- _PASSAGE TO READ_:
______

5.3. SELECTING RESIDUE SEGMENTS AND SPECIFYING MODEL NUMBER

In order to compute a network for a residue segment or specify a model for a given PDB structure,
say xxx.pdb, you need to copy the test script test_job_segments.py and edit it the lines:
reduce_cmd:       reduce command
probe_cmd:        probe command
pdb_path:         path of the input pdb
pdb_h_path:       path for the output pdb file with hydrogen atoms
probe_path:       path for the probe output file
pdb_filename:     file name of the input pdb
sif_file:         name of sif file
sel_id:           string identifier for the selection, can be any string
segment*:         a single segment selection
all_segments:     a list of segments to be included in the network

For example:
segment1 = [0, 'A', 20, 30]
segments = [segment1]
will select residues 20-30 in chain A.

The syntax for a segment is:
segment = [1, 2, 3, 4]

1: model number, always 0 for first model (in NMR PDB files) or when there are no models
   in the PDB file
2: string chain identifier
3: start of segment (could be integer, string or None)

______

Rows of box annotation data
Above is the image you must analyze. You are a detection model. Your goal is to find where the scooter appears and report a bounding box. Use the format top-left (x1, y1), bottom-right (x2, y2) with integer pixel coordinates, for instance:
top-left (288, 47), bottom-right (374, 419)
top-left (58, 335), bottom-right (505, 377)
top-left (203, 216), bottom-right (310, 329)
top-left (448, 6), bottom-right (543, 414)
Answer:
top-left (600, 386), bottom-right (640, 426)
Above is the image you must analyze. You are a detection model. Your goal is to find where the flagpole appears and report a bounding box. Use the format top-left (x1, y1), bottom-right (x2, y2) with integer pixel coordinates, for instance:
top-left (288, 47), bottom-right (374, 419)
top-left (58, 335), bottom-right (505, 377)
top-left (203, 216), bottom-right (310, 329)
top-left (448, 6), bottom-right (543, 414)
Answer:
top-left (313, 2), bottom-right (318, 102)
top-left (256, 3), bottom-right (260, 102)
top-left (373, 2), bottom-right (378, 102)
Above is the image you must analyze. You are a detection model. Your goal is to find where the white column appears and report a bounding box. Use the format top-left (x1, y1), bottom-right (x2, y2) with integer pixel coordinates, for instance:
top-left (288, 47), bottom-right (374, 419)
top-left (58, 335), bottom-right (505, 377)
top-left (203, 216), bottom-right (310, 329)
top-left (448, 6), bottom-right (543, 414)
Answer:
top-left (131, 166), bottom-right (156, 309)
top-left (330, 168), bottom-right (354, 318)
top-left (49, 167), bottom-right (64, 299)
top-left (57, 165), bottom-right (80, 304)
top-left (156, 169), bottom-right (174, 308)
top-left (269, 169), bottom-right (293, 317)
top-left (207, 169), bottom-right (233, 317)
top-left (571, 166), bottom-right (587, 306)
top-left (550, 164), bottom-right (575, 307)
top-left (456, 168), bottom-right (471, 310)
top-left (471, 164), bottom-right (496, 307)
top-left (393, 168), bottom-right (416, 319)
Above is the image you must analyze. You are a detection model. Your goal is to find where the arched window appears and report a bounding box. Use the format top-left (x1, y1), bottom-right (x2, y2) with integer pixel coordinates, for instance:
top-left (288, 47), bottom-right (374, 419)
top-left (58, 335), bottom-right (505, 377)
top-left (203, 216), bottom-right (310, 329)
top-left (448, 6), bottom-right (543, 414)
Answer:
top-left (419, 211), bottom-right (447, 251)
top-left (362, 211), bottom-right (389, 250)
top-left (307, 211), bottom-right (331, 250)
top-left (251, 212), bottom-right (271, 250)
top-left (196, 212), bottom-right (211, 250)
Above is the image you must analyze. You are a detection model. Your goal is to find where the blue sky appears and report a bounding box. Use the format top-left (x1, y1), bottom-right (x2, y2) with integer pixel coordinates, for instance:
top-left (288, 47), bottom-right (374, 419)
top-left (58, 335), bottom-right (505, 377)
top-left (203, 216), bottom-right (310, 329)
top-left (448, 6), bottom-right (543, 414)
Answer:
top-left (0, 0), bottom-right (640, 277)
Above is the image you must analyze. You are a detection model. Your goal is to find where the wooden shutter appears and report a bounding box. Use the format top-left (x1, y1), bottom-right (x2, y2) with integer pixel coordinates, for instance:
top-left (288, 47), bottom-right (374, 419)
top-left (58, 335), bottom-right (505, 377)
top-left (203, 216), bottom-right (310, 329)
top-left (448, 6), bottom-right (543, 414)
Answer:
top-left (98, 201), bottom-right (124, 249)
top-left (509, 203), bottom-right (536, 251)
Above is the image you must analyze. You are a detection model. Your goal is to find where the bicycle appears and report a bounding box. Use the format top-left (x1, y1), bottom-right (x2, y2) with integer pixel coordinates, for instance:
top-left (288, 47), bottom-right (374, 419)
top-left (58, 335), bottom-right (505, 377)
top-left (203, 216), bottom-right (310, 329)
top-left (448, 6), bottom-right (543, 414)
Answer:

______

- _DIRECTION_: Copy everything in the segment-selection guide from "1: model number, always" down to "string or None)", renaming "string chain identifier" to "chain ID string".

- _COMPLETE RESPONSE_:
1: model number, always 0 for first model (in NMR PDB files) or when there are no models
   in the PDB file
2: chain ID string
3: start of segment (could be integer, string or None)